YOUR TASK
Please copy the records, beginning at the line that contains "Where can the red ferrari" and stopping after the line that contains "x=386, y=444", and offset every coordinate in the answers by -25. Keep every other line in that span unchanged and include nothing outside it.
══ EXERCISE DATA ══
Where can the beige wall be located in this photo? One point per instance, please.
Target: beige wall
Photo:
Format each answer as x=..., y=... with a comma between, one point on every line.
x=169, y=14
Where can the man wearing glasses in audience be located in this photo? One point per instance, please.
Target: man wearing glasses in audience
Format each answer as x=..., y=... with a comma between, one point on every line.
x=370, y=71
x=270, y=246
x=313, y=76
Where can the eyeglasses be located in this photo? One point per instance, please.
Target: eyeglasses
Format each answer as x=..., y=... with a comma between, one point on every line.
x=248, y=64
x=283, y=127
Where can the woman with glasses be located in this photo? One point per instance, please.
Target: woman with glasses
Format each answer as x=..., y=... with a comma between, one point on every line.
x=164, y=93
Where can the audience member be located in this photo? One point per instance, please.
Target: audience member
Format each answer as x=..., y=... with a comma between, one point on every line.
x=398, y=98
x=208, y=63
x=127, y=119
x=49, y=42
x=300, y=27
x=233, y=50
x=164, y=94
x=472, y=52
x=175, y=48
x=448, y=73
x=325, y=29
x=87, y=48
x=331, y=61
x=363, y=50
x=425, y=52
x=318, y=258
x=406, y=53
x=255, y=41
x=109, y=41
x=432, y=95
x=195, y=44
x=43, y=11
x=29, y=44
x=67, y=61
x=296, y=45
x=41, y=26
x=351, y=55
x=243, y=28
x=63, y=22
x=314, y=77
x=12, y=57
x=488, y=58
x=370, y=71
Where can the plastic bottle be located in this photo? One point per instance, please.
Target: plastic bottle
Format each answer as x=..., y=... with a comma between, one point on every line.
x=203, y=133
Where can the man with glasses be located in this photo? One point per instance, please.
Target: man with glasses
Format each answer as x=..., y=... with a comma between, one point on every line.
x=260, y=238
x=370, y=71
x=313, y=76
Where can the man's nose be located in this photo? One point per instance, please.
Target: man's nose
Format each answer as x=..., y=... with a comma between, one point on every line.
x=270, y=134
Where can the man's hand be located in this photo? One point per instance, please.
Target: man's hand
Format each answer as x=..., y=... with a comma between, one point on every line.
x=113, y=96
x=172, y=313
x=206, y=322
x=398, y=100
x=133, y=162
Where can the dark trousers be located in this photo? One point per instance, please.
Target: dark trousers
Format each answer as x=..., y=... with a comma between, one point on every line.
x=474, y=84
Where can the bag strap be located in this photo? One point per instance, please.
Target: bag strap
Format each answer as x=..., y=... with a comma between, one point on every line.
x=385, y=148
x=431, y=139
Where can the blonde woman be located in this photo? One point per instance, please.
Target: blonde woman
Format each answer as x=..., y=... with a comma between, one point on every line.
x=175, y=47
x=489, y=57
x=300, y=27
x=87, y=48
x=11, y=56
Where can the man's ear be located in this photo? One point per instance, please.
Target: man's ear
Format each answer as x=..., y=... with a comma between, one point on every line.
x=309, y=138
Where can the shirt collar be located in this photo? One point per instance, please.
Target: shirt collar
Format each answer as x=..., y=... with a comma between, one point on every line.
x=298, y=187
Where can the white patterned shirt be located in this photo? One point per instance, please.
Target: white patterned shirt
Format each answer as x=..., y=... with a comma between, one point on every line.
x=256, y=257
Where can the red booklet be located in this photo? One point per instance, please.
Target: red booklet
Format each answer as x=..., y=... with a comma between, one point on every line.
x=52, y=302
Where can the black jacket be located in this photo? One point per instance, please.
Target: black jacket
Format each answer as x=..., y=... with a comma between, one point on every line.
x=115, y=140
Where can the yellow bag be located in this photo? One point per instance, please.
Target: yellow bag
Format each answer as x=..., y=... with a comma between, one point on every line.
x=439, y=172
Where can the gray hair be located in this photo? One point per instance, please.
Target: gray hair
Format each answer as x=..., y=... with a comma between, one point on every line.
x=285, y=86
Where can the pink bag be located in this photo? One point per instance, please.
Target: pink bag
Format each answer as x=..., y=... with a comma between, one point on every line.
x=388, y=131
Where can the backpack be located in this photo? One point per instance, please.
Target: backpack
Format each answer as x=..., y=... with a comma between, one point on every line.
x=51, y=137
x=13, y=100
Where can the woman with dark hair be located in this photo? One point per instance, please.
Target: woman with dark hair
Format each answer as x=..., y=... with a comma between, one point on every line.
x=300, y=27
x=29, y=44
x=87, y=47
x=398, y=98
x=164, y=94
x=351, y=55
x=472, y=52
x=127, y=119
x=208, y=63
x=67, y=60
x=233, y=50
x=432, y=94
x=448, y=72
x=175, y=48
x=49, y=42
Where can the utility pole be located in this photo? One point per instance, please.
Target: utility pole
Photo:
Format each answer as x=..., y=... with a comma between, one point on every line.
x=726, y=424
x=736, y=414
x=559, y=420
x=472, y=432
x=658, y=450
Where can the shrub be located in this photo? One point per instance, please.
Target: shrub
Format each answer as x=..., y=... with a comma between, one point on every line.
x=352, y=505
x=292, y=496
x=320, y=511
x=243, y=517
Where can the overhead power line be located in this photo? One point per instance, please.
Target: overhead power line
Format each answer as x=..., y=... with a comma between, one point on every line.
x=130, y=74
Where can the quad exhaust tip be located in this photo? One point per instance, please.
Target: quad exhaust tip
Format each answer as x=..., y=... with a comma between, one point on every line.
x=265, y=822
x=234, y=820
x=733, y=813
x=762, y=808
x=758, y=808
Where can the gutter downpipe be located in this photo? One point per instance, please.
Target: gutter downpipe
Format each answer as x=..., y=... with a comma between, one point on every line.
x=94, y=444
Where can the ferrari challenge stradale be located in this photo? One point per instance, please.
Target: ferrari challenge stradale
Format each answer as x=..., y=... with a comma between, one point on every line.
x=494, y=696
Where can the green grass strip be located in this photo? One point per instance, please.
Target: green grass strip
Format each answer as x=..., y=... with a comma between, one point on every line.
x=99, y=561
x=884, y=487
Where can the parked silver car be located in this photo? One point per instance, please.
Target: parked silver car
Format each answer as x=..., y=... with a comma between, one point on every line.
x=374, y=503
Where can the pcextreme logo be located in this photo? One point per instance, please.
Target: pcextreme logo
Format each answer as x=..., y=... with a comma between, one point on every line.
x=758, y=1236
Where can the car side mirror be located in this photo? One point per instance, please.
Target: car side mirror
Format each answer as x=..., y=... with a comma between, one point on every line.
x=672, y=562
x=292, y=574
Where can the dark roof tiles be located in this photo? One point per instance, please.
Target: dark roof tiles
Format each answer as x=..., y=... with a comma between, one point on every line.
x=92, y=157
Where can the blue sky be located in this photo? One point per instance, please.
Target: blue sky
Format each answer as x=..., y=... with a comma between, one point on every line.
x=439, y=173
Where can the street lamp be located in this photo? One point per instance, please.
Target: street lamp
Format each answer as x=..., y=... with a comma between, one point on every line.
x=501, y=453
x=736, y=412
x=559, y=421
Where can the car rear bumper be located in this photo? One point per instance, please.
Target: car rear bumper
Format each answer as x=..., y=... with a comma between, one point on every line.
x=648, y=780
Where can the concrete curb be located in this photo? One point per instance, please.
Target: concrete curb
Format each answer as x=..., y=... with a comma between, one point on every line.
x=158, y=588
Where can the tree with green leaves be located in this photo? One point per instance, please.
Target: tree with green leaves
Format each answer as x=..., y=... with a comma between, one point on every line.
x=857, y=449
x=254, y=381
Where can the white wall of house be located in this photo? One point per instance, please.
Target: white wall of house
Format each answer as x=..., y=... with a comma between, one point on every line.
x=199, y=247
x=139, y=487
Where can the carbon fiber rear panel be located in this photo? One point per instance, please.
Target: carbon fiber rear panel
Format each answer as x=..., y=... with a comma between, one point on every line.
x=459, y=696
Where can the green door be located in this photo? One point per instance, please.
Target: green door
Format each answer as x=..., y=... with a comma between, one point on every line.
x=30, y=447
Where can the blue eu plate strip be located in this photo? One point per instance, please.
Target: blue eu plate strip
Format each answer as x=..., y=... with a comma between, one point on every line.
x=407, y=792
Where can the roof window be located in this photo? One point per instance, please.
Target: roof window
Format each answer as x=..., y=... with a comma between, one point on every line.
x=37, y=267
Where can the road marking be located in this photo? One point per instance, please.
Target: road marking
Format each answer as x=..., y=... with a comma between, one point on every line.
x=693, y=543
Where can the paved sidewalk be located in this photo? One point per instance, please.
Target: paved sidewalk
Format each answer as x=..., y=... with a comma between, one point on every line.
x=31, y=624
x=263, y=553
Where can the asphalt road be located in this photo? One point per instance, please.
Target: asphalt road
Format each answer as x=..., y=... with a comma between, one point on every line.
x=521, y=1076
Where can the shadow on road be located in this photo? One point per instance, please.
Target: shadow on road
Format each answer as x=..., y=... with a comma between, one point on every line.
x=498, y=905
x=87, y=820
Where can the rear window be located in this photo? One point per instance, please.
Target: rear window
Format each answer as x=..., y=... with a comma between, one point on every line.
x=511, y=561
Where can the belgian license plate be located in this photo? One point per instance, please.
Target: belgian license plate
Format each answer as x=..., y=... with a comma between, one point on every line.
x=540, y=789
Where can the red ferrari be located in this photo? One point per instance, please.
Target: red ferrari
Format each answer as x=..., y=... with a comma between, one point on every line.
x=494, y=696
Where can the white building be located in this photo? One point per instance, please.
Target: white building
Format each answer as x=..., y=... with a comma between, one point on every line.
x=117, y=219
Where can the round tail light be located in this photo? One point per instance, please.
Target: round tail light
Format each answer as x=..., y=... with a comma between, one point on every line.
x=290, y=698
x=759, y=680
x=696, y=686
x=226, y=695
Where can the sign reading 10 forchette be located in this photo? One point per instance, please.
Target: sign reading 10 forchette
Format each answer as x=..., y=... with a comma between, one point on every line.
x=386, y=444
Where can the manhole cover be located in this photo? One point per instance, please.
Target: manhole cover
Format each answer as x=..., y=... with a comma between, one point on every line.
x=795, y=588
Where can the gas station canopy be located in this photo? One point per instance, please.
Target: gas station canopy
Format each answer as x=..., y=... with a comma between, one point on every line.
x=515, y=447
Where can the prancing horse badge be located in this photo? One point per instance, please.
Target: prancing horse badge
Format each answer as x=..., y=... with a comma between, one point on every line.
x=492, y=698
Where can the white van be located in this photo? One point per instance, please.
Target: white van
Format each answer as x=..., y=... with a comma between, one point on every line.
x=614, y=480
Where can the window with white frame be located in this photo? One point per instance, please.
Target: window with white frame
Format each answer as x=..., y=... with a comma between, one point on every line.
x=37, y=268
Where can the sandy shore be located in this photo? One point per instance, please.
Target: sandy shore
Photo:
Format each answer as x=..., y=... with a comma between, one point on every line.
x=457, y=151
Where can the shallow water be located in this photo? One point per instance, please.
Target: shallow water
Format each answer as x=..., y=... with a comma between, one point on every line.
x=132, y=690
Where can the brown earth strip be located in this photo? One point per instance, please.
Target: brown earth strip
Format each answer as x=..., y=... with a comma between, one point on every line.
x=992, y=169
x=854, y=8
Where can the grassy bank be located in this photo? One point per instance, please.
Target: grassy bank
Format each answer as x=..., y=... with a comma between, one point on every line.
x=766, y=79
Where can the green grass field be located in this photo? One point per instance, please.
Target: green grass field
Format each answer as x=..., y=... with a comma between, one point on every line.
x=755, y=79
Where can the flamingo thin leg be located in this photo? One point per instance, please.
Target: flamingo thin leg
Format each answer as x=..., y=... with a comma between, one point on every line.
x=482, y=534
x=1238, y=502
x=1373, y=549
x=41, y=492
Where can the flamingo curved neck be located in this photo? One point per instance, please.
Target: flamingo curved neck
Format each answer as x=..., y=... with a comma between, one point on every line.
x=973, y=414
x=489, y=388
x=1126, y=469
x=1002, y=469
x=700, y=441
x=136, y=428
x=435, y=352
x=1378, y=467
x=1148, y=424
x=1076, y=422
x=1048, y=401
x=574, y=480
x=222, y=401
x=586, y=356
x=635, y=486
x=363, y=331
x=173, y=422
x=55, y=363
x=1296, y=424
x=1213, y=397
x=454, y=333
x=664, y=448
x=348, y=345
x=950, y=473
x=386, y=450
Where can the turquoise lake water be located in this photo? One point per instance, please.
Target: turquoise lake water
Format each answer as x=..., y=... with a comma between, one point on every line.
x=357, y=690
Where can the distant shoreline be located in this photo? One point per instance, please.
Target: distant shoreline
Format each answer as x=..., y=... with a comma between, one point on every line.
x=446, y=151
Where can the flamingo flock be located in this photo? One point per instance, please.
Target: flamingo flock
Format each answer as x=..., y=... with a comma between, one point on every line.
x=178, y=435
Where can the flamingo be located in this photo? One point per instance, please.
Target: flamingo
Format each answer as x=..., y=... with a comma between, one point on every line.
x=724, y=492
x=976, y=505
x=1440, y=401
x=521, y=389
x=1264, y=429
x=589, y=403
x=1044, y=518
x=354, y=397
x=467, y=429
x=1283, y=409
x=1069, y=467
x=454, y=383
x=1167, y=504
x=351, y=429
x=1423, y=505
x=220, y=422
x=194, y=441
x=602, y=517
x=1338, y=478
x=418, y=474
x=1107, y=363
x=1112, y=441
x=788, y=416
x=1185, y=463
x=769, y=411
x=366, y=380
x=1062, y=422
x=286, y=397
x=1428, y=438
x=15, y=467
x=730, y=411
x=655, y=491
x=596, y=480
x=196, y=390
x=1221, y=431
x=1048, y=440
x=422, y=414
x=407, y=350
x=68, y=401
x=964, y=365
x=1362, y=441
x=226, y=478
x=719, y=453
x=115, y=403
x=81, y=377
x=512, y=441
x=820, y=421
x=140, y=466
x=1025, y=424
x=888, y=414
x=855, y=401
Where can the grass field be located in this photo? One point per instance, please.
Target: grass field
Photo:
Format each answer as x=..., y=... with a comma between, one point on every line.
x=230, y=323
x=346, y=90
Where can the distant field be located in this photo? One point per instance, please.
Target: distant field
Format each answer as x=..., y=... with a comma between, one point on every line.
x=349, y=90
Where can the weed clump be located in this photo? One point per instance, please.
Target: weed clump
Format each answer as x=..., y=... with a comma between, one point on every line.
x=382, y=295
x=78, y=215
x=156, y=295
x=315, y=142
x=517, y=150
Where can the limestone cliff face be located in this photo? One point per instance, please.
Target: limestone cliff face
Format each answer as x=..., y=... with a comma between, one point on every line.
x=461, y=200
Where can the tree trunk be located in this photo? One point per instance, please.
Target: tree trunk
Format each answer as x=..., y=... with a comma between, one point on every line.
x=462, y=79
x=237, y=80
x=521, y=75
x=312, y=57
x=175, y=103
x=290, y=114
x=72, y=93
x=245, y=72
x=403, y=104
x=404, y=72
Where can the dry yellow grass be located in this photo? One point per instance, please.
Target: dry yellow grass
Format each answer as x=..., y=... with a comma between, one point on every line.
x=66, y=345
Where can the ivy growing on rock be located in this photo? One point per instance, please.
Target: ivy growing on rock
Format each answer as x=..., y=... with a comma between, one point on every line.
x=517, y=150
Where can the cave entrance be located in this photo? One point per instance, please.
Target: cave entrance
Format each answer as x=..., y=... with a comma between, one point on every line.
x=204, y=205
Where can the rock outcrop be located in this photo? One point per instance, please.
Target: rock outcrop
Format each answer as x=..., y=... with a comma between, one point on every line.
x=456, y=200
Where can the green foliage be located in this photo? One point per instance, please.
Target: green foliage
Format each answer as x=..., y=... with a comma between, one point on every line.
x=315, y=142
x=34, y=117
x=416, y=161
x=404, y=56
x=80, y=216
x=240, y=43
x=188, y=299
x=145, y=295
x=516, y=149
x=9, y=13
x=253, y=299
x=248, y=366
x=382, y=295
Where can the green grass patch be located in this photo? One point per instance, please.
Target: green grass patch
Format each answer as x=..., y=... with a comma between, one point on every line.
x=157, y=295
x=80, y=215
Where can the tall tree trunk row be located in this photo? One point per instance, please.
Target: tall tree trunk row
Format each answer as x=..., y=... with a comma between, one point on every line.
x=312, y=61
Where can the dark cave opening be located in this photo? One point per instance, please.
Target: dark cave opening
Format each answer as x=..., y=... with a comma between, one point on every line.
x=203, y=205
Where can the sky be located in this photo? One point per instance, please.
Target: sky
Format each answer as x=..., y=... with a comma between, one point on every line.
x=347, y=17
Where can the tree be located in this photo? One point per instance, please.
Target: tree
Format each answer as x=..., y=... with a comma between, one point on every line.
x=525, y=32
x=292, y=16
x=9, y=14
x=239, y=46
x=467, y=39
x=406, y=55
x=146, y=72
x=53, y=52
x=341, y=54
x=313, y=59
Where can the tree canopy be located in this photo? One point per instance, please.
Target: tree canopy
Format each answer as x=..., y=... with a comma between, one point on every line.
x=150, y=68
═══
EXERCISE ANSWER
Where can the red ferrari be located in this photo? One point per instance, please.
Target: red ferrari
Format each answer as x=..., y=... with a comma between, one point on every line.
x=469, y=671
Where can the white building be located in this photo? One point per instance, please.
Target: white building
Format each answer as x=..., y=... with a comma between, one point on every line.
x=92, y=194
Where can the round tail light be located in this photo? One point per instance, please.
Target: round tail light
Format each answer as x=..., y=... with a comma between, one point on every line.
x=265, y=673
x=734, y=655
x=671, y=661
x=201, y=670
Where can the sign reading 10 forchette be located in this photo? One point per instance, please.
Target: sign reading 10 forchette
Format each answer as x=..., y=... with a comma between, one point on every line.
x=361, y=419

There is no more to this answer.